Task details = Your task is to set down the line containing "Locate the concrete" and every later line of the entries, word for word, including the last.

*** Provided data ***

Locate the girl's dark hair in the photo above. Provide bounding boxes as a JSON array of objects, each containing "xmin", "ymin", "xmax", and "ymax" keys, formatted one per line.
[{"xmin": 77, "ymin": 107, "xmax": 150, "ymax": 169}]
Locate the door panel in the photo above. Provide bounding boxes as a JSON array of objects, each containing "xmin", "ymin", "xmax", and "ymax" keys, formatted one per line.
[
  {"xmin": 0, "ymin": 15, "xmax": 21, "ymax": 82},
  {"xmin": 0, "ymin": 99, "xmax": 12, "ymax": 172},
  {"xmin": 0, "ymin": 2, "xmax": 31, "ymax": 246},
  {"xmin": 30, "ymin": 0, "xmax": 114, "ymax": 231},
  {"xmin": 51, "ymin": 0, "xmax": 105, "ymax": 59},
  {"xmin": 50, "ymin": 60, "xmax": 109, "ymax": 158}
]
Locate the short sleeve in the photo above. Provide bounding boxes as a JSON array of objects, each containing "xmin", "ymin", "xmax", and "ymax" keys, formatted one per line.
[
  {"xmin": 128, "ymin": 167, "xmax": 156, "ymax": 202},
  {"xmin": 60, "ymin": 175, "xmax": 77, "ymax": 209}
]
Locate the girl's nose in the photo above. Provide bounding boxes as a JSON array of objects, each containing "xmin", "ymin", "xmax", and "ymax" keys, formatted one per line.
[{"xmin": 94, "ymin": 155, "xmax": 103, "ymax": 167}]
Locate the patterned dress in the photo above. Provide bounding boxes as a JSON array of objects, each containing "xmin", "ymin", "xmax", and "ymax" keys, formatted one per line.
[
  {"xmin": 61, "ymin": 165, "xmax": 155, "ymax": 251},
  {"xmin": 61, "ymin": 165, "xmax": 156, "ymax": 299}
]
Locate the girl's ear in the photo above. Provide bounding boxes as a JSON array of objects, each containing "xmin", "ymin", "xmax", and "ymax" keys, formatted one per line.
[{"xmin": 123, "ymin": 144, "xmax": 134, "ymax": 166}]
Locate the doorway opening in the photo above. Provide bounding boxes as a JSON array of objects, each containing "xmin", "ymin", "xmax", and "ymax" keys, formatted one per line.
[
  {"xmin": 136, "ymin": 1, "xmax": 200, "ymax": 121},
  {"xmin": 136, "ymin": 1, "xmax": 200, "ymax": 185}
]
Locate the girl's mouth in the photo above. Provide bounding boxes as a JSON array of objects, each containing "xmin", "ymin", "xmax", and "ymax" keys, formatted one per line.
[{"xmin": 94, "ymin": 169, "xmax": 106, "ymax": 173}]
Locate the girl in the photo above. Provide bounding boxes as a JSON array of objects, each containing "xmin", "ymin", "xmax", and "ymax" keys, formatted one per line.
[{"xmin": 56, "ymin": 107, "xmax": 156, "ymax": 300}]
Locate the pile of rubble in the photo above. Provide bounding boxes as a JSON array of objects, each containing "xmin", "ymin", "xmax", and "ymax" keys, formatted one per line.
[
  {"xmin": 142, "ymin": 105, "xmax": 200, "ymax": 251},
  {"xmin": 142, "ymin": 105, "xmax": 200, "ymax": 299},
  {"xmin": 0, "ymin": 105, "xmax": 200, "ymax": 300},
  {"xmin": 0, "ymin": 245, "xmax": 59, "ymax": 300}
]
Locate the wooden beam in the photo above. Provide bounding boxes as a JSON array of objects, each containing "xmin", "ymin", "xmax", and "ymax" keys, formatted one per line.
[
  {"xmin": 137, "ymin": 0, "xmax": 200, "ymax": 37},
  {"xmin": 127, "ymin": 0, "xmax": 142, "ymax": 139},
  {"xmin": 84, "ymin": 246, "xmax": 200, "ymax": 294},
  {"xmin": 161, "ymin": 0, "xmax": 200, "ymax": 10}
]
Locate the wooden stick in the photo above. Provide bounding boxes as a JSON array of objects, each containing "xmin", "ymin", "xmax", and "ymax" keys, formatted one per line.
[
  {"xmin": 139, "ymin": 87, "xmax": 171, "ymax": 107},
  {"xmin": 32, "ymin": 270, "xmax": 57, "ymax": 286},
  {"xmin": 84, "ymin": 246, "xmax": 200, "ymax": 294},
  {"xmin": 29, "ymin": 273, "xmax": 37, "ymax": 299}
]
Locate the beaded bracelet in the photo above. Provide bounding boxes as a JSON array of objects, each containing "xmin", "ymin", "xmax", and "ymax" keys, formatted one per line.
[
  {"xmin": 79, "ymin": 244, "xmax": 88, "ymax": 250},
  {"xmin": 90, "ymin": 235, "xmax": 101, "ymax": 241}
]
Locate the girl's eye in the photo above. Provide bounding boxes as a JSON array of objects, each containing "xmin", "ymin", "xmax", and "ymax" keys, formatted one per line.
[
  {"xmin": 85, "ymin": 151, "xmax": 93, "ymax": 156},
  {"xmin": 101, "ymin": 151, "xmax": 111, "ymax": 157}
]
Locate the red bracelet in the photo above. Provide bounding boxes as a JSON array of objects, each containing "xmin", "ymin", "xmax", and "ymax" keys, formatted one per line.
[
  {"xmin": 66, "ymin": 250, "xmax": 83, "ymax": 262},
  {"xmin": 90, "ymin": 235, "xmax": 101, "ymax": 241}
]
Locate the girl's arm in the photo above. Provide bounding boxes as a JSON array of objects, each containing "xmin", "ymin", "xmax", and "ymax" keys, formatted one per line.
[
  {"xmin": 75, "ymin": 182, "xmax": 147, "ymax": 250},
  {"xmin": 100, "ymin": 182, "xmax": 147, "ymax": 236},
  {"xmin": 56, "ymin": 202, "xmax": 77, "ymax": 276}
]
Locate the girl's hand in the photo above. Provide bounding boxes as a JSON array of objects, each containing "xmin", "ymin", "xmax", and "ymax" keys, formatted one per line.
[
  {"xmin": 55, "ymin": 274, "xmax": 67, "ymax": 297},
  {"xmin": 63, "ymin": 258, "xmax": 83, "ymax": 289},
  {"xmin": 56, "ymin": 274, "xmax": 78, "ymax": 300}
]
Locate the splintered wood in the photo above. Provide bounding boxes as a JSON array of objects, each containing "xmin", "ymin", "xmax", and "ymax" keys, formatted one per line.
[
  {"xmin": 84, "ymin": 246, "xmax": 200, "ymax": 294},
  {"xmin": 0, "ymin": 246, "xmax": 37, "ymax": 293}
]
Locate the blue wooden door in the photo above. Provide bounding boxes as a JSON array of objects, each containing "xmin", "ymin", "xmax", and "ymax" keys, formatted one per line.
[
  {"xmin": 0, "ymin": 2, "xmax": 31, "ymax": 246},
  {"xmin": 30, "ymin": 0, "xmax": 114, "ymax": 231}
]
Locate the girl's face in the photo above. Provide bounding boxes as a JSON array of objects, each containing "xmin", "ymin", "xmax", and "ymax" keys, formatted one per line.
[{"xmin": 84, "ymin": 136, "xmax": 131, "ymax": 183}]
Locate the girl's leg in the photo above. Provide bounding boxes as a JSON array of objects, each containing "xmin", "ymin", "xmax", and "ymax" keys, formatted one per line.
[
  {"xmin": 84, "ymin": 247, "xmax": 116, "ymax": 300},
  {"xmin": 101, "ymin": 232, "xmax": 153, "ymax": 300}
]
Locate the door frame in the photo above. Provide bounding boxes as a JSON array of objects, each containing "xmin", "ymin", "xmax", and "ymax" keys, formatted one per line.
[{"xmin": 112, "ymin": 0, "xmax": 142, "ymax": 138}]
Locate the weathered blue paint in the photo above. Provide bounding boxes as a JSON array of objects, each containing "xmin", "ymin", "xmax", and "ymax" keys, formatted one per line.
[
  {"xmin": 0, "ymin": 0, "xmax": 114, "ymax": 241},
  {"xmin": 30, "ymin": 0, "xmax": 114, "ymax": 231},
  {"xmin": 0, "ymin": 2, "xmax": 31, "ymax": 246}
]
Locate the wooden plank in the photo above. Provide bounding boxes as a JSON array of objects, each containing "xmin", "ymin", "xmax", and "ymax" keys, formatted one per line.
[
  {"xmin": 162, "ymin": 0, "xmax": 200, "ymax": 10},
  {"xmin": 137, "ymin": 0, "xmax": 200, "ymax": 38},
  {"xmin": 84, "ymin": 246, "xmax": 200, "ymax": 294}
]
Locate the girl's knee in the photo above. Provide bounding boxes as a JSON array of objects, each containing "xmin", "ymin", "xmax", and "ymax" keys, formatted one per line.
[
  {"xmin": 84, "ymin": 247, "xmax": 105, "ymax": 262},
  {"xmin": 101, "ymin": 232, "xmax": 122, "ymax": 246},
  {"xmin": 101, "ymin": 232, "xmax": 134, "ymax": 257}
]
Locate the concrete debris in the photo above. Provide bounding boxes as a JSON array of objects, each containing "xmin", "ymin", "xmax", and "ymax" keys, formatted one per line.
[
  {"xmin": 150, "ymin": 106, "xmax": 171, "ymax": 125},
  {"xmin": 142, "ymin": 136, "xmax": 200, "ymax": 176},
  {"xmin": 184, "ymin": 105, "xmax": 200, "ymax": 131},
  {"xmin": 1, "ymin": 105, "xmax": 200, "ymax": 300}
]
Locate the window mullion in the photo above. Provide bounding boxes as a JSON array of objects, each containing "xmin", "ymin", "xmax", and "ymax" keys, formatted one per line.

***

Output for this task =
Locate the concrete debris in the photo above. Provide bounding boxes as a JSON array of objects, each containing "xmin", "ymin", "xmax", and "ymax" keys, formatted one per line.
[
  {"xmin": 150, "ymin": 106, "xmax": 171, "ymax": 125},
  {"xmin": 142, "ymin": 136, "xmax": 200, "ymax": 176},
  {"xmin": 184, "ymin": 105, "xmax": 200, "ymax": 131},
  {"xmin": 1, "ymin": 105, "xmax": 200, "ymax": 300}
]
Locate the window mullion in the photo above. Provide bounding boxes as a JSON array of objects, each containing "xmin", "ymin", "xmax", and "ymax" keys, formatted one per line.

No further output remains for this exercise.